■ **REQUEST**
Nothing but the lines from the one with "pin: dark green" to the final line should be returned, each exactly as it appears.

━━━

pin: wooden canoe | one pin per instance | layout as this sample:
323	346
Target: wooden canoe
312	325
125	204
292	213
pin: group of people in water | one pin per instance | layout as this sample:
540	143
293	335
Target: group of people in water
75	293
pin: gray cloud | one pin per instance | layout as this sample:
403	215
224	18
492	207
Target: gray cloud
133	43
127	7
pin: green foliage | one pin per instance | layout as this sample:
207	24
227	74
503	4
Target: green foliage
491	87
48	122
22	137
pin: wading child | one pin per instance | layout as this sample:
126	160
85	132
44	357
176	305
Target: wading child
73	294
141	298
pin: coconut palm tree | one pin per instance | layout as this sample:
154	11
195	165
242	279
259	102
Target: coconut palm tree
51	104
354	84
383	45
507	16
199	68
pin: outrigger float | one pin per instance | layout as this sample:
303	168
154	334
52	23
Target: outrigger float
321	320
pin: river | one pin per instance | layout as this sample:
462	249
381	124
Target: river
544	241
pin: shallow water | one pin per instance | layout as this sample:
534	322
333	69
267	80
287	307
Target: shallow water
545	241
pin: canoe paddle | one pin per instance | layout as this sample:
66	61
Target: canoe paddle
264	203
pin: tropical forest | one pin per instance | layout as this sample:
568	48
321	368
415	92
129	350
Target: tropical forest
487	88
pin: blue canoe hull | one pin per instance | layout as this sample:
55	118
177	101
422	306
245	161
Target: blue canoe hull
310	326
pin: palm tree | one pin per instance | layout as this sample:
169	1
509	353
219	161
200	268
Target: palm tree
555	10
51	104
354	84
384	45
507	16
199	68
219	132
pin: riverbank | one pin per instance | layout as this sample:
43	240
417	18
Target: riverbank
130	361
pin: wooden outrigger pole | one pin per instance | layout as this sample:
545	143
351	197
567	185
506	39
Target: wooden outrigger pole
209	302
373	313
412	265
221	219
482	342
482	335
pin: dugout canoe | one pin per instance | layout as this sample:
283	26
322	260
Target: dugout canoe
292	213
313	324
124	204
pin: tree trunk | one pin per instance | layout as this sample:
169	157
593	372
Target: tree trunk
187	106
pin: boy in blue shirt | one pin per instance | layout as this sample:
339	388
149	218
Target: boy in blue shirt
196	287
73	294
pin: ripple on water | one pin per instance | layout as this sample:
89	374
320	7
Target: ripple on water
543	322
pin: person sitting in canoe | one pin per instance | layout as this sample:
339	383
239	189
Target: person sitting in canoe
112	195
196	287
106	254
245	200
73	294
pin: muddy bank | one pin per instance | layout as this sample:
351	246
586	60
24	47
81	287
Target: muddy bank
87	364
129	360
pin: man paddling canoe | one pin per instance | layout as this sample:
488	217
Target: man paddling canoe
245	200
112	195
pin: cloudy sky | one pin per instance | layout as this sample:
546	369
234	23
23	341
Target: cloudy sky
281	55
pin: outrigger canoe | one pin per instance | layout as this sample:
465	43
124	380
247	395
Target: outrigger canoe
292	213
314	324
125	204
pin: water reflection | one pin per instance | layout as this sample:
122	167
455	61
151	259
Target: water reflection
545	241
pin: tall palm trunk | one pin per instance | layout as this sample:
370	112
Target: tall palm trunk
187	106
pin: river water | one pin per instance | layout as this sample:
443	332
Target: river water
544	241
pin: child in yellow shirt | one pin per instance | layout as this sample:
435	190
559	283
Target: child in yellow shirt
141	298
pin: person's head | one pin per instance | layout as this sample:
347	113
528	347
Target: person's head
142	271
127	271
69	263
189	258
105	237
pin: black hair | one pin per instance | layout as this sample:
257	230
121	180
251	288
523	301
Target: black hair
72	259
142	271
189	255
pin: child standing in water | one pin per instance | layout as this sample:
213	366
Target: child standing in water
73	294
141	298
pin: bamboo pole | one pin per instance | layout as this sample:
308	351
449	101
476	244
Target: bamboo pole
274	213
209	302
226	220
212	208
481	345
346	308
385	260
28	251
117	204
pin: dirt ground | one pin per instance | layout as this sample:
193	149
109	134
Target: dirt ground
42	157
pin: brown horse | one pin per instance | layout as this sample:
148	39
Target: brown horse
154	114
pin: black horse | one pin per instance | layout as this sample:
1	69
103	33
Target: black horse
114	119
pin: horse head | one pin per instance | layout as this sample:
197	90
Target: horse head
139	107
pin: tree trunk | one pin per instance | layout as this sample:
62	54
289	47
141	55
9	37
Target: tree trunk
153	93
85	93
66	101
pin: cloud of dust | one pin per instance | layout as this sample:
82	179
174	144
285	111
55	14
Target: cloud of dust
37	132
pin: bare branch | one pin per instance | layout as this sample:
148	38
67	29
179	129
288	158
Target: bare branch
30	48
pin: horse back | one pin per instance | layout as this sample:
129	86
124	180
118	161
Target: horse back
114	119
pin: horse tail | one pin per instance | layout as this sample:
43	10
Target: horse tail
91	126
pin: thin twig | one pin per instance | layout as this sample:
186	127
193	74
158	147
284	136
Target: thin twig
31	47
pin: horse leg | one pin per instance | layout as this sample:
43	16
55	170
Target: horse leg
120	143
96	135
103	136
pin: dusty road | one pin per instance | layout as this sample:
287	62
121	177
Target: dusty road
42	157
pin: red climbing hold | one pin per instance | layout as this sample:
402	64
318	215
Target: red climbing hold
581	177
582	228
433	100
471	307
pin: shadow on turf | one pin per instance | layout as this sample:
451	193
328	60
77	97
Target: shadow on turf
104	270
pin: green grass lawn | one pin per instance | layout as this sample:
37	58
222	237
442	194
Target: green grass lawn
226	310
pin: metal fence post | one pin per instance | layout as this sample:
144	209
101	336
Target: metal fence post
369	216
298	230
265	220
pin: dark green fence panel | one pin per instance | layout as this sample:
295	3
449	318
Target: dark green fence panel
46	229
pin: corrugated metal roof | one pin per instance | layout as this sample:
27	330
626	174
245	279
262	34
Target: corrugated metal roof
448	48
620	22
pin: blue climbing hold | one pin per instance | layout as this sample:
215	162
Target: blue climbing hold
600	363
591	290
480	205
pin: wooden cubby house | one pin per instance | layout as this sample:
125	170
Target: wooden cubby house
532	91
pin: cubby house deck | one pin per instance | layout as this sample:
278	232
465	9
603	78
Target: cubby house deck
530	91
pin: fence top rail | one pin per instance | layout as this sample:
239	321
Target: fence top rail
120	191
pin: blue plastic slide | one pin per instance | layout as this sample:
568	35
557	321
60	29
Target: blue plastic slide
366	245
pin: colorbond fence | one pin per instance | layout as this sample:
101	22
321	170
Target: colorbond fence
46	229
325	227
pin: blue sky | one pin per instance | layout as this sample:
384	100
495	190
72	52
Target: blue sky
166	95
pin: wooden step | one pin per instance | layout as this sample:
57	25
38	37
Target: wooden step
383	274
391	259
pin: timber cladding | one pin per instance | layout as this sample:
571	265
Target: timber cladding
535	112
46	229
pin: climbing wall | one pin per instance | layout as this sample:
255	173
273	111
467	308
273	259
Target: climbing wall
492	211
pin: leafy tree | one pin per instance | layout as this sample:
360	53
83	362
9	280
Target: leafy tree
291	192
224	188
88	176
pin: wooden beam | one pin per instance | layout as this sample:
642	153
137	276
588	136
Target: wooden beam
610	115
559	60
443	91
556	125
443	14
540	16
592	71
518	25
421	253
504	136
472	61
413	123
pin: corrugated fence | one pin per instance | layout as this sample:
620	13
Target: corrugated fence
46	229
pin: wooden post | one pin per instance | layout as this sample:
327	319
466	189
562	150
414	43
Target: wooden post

━━━

■ **EXERCISE RESPONSE**
pin: dark green fence panel | one pin per instance | layout as this sample:
295	3
449	318
Target: dark green fence panel
46	229
pin: corrugated metal roof | one pin per instance | layout as this sample:
27	330
626	174
245	279
262	34
Target: corrugated metal roof
448	48
620	22
pin: blue climbing hold | one pin per instance | layout as this sample:
215	162
Target: blue climbing hold
600	363
591	290
480	205
pin: wooden cubby house | one pin per instance | layout as this sample:
125	170
Target: wooden cubby house
532	91
pin: cubby house deck | one pin per instance | layout as this sample:
278	232
465	9
603	78
Target: cubby house deck
530	91
pin: fence top rail | one pin per instance | layout as this sample:
239	321
Target: fence top rail
120	191
pin: blue plastic slide | one pin per instance | layout as this sample:
568	35
557	321
60	29
Target: blue plastic slide
366	245
pin: colorbond fence | one pin per instance | layout as this sample:
101	22
321	170
Target: colorbond fence
46	229
325	227
pin: blue sky | one pin per instance | layout as this sample:
384	100
495	190
72	52
Target: blue sky
166	95
pin: wooden step | one pin per instance | layout as this sample:
57	25
38	37
Target: wooden step
383	274
391	259
pin: timber cladding | one pin per instance | layout as this sample:
571	265
Target: timber cladding
535	112
46	229
pin: climbing wall | one pin per instance | layout as this sample:
255	173
273	111
467	308
273	259
Target: climbing wall
492	211
pin: leafy tree | one pin per instance | layout as this sample:
360	53
83	362
9	280
Target: leafy tree
291	192
224	188
88	176
pin: wooden beam | one pin per instance | layout as this sample:
642	153
137	276
588	136
Target: wooden beam
610	115
559	60
443	91
556	125
443	14
540	16
592	71
518	25
421	253
504	136
472	61
413	123
pin: corrugated fence | one pin per instance | layout as this sample:
620	13
Target: corrugated fence
46	229
pin: wooden post | one pin per instance | layout as this sample:
327	319
466	189
562	150
414	43
Target: wooden post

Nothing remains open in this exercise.